### WORK TO COMPLETE
Extract every line of the listing below and reproduce each one verbatim, from the first line to the last.
++++++++++
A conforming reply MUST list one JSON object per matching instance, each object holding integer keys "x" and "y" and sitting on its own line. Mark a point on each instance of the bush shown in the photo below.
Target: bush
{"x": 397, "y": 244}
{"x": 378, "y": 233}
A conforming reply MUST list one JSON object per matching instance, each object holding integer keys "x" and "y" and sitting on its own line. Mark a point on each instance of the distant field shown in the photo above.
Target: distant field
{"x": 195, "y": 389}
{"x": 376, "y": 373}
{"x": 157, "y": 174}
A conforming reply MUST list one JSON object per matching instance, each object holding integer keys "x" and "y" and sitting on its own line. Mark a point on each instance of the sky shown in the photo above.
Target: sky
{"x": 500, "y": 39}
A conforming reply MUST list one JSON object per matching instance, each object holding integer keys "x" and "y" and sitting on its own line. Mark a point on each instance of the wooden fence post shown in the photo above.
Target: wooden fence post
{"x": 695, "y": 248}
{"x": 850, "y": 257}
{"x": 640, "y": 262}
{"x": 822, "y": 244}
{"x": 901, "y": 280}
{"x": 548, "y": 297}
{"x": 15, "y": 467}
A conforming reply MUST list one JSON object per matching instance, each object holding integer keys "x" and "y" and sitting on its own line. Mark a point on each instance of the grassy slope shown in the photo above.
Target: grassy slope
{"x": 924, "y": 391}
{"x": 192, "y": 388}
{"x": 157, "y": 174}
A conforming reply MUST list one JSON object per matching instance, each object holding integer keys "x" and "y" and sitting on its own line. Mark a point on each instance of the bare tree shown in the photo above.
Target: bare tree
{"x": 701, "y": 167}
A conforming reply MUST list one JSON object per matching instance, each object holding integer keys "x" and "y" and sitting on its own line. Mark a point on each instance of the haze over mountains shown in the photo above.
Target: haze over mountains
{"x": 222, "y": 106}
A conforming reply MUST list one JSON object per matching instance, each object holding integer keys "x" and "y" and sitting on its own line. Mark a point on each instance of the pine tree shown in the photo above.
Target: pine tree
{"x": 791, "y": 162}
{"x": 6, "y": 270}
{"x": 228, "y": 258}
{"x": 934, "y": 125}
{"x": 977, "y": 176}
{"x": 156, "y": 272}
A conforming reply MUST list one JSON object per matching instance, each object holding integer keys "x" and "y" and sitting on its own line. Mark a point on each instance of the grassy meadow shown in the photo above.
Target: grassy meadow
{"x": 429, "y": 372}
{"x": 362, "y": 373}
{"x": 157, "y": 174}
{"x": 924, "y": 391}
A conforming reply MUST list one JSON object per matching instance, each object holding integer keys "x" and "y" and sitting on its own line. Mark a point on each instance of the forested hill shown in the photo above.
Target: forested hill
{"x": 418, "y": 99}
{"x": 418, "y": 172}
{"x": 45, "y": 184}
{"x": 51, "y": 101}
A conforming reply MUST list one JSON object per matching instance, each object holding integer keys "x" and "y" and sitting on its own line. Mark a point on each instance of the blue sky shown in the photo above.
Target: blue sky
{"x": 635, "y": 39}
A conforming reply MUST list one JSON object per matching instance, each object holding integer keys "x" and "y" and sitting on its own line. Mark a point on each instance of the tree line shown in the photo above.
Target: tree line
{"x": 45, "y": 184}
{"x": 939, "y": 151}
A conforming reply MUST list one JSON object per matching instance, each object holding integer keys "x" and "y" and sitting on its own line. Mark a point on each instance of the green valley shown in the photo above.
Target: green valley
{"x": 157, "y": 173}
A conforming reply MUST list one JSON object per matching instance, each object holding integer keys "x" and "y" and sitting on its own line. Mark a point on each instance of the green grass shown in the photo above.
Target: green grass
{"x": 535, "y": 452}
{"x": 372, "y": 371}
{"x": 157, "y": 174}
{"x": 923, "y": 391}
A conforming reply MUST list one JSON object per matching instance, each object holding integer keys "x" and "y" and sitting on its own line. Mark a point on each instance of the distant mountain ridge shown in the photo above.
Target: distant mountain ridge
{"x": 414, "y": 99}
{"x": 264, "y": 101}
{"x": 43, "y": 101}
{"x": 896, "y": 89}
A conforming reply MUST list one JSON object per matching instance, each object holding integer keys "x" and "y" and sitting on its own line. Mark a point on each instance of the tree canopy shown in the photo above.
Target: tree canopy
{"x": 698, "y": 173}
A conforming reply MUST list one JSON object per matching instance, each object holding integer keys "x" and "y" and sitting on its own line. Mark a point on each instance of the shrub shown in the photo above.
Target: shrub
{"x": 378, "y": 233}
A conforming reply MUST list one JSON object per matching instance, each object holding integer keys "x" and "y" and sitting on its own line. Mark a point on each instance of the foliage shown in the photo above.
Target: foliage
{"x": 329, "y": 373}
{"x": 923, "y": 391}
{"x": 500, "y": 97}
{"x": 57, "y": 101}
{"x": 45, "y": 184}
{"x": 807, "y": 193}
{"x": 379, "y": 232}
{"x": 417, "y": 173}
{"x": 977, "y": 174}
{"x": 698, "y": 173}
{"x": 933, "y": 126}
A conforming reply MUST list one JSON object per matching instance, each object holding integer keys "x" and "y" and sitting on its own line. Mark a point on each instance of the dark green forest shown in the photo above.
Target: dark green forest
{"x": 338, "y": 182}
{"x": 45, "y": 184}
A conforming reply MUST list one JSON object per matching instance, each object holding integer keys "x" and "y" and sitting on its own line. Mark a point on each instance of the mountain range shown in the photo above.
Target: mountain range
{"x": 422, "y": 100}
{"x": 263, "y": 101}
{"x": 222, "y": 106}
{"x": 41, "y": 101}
++++++++++
### EXERCISE RESPONSE
A conforming reply MUST list one JSON object per matching instance, each object holding integer keys "x" and "y" and sitting on its own line. Mark a point on each instance of the bush shown in the photo below.
Target: bush
{"x": 397, "y": 244}
{"x": 378, "y": 233}
A conforming reply MUST list one JSON object per matching instance, each object holding integer keys "x" and "y" and sitting on its own line. Mark a point on each instance of the distant field shown in the photo above.
Target: distant field
{"x": 195, "y": 389}
{"x": 376, "y": 373}
{"x": 157, "y": 174}
A conforming reply MUST list one JSON object per matching instance, each object holding integer keys "x" and "y" and sitting on its own line. Mark a point on each instance of the sky shown in the photo above.
Target: sky
{"x": 500, "y": 39}
A conforming reply MUST list one JSON object per matching instance, each object holding integer keys "x" and "y" and sitting on its own line. Mark a point on each instance of the wooden fence post shown in the photo above.
Target: wooden fence post
{"x": 695, "y": 248}
{"x": 850, "y": 257}
{"x": 640, "y": 262}
{"x": 822, "y": 244}
{"x": 901, "y": 280}
{"x": 548, "y": 297}
{"x": 15, "y": 467}
A conforming reply MUST list one JSON object per matching instance, each object holding integer keys "x" and "y" and sitting on its own line. Mark a point on each instance of the grassy slope shown in the photo above.
Target: grassy slope
{"x": 924, "y": 391}
{"x": 192, "y": 388}
{"x": 157, "y": 174}
A conforming reply MUST list one JSON object per matching instance, each object holding integer keys "x" and "y" and sitting on its own line. Mark a point on each instance of the bare tree shown in the photo above.
Target: bare tree
{"x": 701, "y": 167}
A conforming reply MUST list one JSON object per matching instance, each object holding integer keys "x" and "y" and sitting on its own line. Mark a point on each instance of the haze over mountains shown in the photo above.
Target: haze over mountains
{"x": 222, "y": 106}
A conforming reply MUST list one JSON object per matching instance, each object holding integer keys "x" and "y" and sitting on its own line. Mark a point on each instance of the pine tree shown in the photo above.
Target: pine tree
{"x": 791, "y": 162}
{"x": 6, "y": 270}
{"x": 228, "y": 258}
{"x": 934, "y": 125}
{"x": 977, "y": 176}
{"x": 156, "y": 272}
A conforming reply MUST list one JSON object per matching instance, each object holding integer keys "x" and "y" and sitting on its own line. Mark a point on each instance of the grassy meadow shown in the photo above.
Target: grassy meadow
{"x": 429, "y": 372}
{"x": 362, "y": 373}
{"x": 157, "y": 174}
{"x": 924, "y": 391}
A conforming reply MUST list one JSON object per matching instance, each object holding integer keys "x" and "y" and sitting on its own line. Mark a point on each instance of the forested hill shown in the photo above.
Target: forested hill
{"x": 418, "y": 99}
{"x": 418, "y": 172}
{"x": 45, "y": 184}
{"x": 51, "y": 101}
A conforming reply MUST list one JSON object per matching instance, each object holding integer keys "x" and "y" and sitting on its own line. Mark a point on each instance of the blue sky shown in the photo above.
Target: blue sky
{"x": 635, "y": 39}
A conforming reply MUST list one JSON object per matching instance, each object holding integer keys "x" and "y" and sitting on its own line. Mark a point on each instance of the tree line shown in the photo above.
Target: tree line
{"x": 45, "y": 184}
{"x": 939, "y": 151}
A conforming reply MUST list one JSON object per matching instance, each object holding integer keys "x" and "y" and sitting on its own line. Mark a point on each instance of the green valley shown in the photo above.
Target: green valley
{"x": 157, "y": 173}
A conforming reply MUST list one JSON object per matching instance, each object holding integer keys "x" and "y" and sitting on its own line. Mark a point on each instance of the green grass shown in the photo above.
Target: green grass
{"x": 535, "y": 452}
{"x": 372, "y": 371}
{"x": 157, "y": 174}
{"x": 923, "y": 391}
A conforming reply MUST list one JSON object per matching instance, each object holding integer keys "x" and "y" and sitting on its own line. Mark a point on each instance of the distant mountain ridge shown in the photo above.
Target: distant mountain ridge
{"x": 414, "y": 99}
{"x": 264, "y": 101}
{"x": 43, "y": 101}
{"x": 896, "y": 89}
A conforming reply MUST list one JSON object per matching instance, each object holding integer keys "x" and "y" and sitting on its own line. Mark a point on each instance of the tree canopy shown in the photo above.
Target: tree canopy
{"x": 698, "y": 173}
A conforming reply MUST list one JSON object per matching instance, each object holding integer keys "x" and "y" and sitting on its own line. Mark a point on each instance of the shrub shown in the photo above.
Target: shrub
{"x": 378, "y": 233}
A conforming reply MUST list one JSON object per matching instance, each object holding integer keys "x" and "y" and sitting on its own line. Mark a point on each instance of the foliage shown in the photo above.
Target: foliage
{"x": 329, "y": 373}
{"x": 923, "y": 391}
{"x": 500, "y": 97}
{"x": 57, "y": 101}
{"x": 45, "y": 184}
{"x": 807, "y": 193}
{"x": 379, "y": 232}
{"x": 417, "y": 173}
{"x": 977, "y": 174}
{"x": 698, "y": 173}
{"x": 933, "y": 126}
A conforming reply MUST list one JSON object per matching instance, each object holding integer keys "x" and "y" and sitting on its own line. Mark a point on each instance of the dark green forest shown in the photo above.
Target: dark green forest
{"x": 338, "y": 182}
{"x": 45, "y": 184}
A conforming reply MUST list one JSON object per matching instance, each object holding integer keys "x" and "y" and sitting on its own line. Mark a point on each instance of the mountain range shown in the photo above.
Target: mountain range
{"x": 422, "y": 100}
{"x": 263, "y": 101}
{"x": 222, "y": 106}
{"x": 41, "y": 101}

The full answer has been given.